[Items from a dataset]
>> begin

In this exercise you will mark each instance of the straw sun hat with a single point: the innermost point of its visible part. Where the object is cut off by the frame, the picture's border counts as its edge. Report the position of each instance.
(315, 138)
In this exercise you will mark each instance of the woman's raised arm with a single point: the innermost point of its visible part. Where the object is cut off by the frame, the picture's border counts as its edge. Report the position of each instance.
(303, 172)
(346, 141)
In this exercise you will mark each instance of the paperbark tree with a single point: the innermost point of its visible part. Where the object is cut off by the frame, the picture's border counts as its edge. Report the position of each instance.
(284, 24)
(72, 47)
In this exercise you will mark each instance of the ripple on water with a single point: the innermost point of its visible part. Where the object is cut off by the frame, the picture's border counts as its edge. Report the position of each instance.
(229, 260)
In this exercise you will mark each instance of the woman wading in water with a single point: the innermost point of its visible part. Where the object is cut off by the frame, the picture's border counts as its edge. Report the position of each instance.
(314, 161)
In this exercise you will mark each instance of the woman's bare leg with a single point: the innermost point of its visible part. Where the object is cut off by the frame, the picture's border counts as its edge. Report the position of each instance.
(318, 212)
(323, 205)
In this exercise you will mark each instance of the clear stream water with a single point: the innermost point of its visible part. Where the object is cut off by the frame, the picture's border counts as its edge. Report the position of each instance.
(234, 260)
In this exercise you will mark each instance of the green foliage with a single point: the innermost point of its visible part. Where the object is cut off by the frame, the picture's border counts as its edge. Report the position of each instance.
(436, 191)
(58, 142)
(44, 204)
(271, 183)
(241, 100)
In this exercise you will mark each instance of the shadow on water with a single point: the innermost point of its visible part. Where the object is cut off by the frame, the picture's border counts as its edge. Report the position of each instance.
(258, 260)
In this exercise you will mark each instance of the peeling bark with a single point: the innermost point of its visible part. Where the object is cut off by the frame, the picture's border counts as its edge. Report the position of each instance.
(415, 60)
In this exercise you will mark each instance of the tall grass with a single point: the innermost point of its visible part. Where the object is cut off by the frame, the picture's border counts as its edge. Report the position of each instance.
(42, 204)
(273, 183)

>> end

[What the task asks] Put every line above into a Markdown table with two columns, "No." and "Line". Number the rows in order and leave out any blank lines.

[Worked answer]
| No. | Line |
|---|---|
| 1 | In this exercise you will mark each instance of the straw sun hat with a single point: the innermost point of its visible part. Where the object is cut off by the frame, the picture's border counts as its edge. Report the position of each instance. |
| 2 | (315, 138) |
| 3 | In this exercise you will mark each instance of the woman's raised arm with a single point: the innermost point of its visible part. Where the object is cut off by the frame, the picture's border counts as its edge. Report the position of each instance. |
| 4 | (303, 172) |
| 5 | (346, 141) |
| 6 | In this exercise you will mark each instance of the paperbark tree with a single point: the innermost point of its visible part. Where the object is cut off by the frame, the picture's border counts as its edge. Report the position of each instance. |
| 7 | (284, 24) |
| 8 | (72, 47) |
| 9 | In this exercise you will mark each instance of the ripple on water with a single point: the innermost point of its visible part. Where the object is cut off by the frame, the picture's border counts as its edge. Report the position of each instance. |
| 10 | (229, 260) |
| 11 | In this exercise you will mark each instance of the woman wading in water with a single point: the innermost point of its visible part. Where the object is cut off by the frame, the picture's border counts as its edge. Report the position of each instance. |
| 12 | (314, 161) |
| 13 | In this exercise you will mark each instance of the woman's bare leg with a single point: the innermost point of its visible part. Where the object is cut off by the frame, the picture's border counts as its edge. Report the position of each instance. |
| 14 | (318, 212) |
| 15 | (323, 205) |
| 16 | In this exercise you will mark each instance of the clear stream water with a single point: the innermost point of its visible part. Where the object is cut off by the frame, the picture's border counts as its edge. Report the position of each instance. |
| 17 | (234, 260) |
| 18 | In this exercise you will mark each instance of the green foliage with a single point: the innermost point of its visible part. Where the object is cut off by the frame, the picture's border counts as its edge. Report the position of each instance. |
| 19 | (436, 191) |
| 20 | (58, 142) |
| 21 | (44, 204) |
| 22 | (271, 183) |
| 23 | (241, 100) |
| 24 | In this exercise you will mark each instance of the shadow on water with a single point: the innermost point of its visible part. Where the object is cut off by the frame, the picture's border counts as its edge. Report the position of each instance. |
| 25 | (258, 260) |
| 26 | In this exercise you will mark each instance of the peeling bark with a single point: the innermost point of its visible part. Where the object is cut off by the frame, the picture's border counts as its edge. Report the position of each instance. |
| 27 | (415, 60) |
| 28 | In this exercise you will mark each instance of the tall grass with a single point: the innermost point of its visible part. Where the object is cut off by the frame, the picture's border counts as its edge. Report the position of each instance. |
| 29 | (42, 204) |
| 30 | (273, 183) |